Impact of the Preventing Addiction-Related Suicide (PARS) Intervention on patients who receive community-based addiction treatment

Persons with substance use disorders are 5-10 times more likely to die by suicide than the general public. Recognizing this, Rick Ries, MDKatherine (Kate) Comtois, PhD, MPH, and the UW Center for Suicide Prevention and Recovery (CSPAR) staff developed the first and only suicide prevention intervention successfully developed with and tested in community addiction treatment centers. The primary outcomes of the multisite PARS clinical published in JAMA Network Open in April 2022. Led by Dr. Ries, Kevin Hallgren, PhD, Amanda Kerbrat, LICSW, and Yanni Chang, MD, this project will fund a more detailed secondary analyses to better characterize which patients respond best to the PARS intervention, which in turn will help inform intervention improvements.

Establishing the Current State of Assertive Community Treatment (ACT) Implementation in the U.S.

This study aims to fill a significant knowledge gap that has impeded empirically-informed implementation and sustainability of high-fidelity Assertive Community Treatment (ACT). Investigators are conducting a survey of ACT stakeholders, including specialty adaptations (e.g., Forensic ACT [FACT]) across all U.S. states and territories, examining the relationship between ACT fidelity and outcomes, and examining contextual factors (e.g., financing and policy) that impact high-fidelity ACT implementation and sustainability.

Development and testing of a research-based Tier 3 Wraparound model for schools

This project will adapt the defined, research-based, Wraparound care coordination model for youth with complex behavioral health needs to the education environment, including training curricula, installation protocols, fidelity measures, and other components. The project will initially convene national experts and local stakeholders who will review and aid in iterative refinement of materials, followed by a small-scale pre-post pilot, and culminating in a small-scale randomized pilot study comparing proximal and distal outcomes for 60 students in 6 elementary schools assigned to the “Tier 3 Wraparound” protocol versus services as usual.
···
Tasks to carry out:
[A] Answer these about the project summaries:
(i) How much more likely than the general public are persons with substance use disorders to die by suicide?
(ii) Across what geographic area is the ACT stakeholder survey being conducted?
(iii) How many students and schools does the randomized pilot of the Wraparound model compare?
[B] List every person named in the project summaries.
The items aren't needed for anything asked about the project summaries.

Extracted information:
···
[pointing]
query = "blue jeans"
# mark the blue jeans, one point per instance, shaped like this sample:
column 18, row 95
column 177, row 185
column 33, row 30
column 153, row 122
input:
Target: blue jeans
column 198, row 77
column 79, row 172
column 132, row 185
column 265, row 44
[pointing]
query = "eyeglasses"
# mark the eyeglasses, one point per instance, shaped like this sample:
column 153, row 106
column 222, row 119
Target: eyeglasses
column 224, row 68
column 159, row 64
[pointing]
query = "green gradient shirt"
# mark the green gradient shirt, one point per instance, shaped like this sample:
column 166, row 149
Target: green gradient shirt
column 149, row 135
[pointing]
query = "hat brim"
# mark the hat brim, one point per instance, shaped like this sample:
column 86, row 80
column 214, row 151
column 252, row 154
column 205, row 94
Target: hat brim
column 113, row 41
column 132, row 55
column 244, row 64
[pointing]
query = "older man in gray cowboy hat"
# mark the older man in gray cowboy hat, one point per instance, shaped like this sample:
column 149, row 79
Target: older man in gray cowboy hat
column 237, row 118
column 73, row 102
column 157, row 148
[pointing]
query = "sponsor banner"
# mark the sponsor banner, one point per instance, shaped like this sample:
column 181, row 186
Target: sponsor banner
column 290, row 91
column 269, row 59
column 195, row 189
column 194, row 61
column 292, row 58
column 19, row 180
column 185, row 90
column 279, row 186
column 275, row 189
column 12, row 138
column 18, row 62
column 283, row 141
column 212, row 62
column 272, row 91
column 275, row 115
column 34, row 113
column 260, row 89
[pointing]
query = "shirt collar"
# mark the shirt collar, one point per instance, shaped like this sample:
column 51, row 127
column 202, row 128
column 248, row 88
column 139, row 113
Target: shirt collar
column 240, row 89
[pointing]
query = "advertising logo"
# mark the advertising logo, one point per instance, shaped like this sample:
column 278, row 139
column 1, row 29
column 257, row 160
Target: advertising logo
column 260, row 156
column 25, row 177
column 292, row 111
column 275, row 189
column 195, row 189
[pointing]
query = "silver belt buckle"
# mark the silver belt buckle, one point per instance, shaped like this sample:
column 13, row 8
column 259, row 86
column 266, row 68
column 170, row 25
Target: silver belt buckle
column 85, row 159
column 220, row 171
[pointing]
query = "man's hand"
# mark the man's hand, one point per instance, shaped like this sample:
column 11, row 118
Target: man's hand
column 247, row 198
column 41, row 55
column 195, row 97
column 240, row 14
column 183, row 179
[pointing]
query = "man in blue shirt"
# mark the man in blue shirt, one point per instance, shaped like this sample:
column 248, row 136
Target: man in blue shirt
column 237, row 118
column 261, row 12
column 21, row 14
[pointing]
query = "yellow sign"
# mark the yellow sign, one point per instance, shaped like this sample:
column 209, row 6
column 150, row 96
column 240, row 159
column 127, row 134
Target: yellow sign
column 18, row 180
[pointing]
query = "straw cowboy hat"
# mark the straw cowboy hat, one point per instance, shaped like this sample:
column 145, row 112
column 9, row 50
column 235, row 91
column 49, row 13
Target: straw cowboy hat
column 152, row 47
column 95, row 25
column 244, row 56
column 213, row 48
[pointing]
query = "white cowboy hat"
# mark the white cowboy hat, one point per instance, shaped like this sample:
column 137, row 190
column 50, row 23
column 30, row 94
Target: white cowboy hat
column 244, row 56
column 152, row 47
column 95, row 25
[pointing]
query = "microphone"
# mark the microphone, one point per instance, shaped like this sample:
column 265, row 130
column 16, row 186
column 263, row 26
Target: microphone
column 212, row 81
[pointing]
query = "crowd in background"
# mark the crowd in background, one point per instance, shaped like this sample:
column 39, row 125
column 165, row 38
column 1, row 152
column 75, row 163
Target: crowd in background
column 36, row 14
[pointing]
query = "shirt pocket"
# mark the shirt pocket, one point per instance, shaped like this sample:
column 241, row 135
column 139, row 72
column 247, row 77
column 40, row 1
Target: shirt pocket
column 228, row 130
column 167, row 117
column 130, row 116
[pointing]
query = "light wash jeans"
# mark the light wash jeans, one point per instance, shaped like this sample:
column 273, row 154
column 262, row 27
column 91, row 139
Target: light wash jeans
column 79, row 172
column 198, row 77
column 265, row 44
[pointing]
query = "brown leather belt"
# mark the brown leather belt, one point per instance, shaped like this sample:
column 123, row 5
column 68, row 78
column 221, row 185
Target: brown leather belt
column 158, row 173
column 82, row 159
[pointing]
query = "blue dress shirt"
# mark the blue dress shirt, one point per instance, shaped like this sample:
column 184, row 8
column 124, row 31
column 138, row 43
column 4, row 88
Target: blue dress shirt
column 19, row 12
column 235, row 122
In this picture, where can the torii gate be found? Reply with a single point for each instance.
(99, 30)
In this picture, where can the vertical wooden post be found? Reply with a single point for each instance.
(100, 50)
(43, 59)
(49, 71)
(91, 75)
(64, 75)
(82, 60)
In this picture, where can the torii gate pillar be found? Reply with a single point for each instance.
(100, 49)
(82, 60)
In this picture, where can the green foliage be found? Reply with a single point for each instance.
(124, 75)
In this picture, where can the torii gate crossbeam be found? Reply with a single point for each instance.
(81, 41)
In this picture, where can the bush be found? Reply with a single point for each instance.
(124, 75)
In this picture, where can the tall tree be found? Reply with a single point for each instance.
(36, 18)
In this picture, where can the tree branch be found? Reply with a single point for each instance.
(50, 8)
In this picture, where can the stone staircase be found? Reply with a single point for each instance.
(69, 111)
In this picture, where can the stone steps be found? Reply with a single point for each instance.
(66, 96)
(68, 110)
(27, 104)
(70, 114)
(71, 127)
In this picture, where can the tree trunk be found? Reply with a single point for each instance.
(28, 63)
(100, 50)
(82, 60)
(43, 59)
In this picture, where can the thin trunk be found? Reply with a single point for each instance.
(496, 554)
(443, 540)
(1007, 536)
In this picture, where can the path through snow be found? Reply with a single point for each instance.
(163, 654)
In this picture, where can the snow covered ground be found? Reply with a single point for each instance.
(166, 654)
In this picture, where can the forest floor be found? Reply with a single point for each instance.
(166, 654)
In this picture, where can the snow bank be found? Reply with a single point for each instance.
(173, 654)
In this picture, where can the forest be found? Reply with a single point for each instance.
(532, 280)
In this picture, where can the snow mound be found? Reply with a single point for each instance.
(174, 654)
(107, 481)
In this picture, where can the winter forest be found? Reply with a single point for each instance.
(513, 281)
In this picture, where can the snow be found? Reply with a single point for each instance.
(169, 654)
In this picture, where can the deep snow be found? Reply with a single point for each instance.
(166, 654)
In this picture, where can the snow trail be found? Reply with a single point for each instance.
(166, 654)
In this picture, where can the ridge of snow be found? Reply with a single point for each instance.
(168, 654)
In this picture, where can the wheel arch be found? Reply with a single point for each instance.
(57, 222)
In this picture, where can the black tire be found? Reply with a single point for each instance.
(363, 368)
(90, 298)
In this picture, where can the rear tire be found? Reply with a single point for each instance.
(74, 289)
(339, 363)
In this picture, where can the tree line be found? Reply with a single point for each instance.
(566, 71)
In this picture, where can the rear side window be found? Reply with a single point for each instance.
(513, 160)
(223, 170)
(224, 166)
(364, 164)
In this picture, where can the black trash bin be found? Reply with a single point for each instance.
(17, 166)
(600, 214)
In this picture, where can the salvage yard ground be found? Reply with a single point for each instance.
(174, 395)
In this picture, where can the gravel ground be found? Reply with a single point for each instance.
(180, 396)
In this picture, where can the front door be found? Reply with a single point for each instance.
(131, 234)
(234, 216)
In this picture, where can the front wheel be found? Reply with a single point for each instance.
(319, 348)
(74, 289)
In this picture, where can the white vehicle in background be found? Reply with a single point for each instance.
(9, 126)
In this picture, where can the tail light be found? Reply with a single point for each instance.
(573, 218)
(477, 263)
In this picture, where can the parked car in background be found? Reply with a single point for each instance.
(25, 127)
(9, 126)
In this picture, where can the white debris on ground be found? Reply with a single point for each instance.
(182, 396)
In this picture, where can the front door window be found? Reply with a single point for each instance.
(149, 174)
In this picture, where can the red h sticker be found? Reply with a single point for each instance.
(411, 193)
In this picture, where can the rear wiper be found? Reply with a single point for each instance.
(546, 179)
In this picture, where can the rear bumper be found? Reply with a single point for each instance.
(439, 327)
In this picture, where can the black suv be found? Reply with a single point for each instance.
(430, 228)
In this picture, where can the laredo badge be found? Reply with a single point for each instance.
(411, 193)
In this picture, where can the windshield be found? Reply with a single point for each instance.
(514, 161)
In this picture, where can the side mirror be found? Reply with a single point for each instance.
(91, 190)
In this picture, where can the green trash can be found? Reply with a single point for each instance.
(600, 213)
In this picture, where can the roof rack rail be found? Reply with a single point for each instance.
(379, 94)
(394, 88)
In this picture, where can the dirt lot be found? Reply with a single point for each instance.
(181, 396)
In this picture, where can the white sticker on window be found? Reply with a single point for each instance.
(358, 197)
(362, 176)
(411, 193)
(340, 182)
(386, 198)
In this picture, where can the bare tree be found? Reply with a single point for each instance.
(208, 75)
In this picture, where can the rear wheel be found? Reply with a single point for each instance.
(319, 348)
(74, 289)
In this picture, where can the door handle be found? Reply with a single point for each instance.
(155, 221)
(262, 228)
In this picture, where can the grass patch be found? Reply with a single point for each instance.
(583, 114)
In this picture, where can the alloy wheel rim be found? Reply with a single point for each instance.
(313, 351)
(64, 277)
···
Task-by-task results:
[A]
(i) 5-10 times more likely
(ii) All U.S. states and territories
(iii) 60 students in 6 elementary schools

[B]
Rick Ries
Katherine (Kate) Comtois
Kevin Hallgren
Amanda Kerbrat
Yanni Chang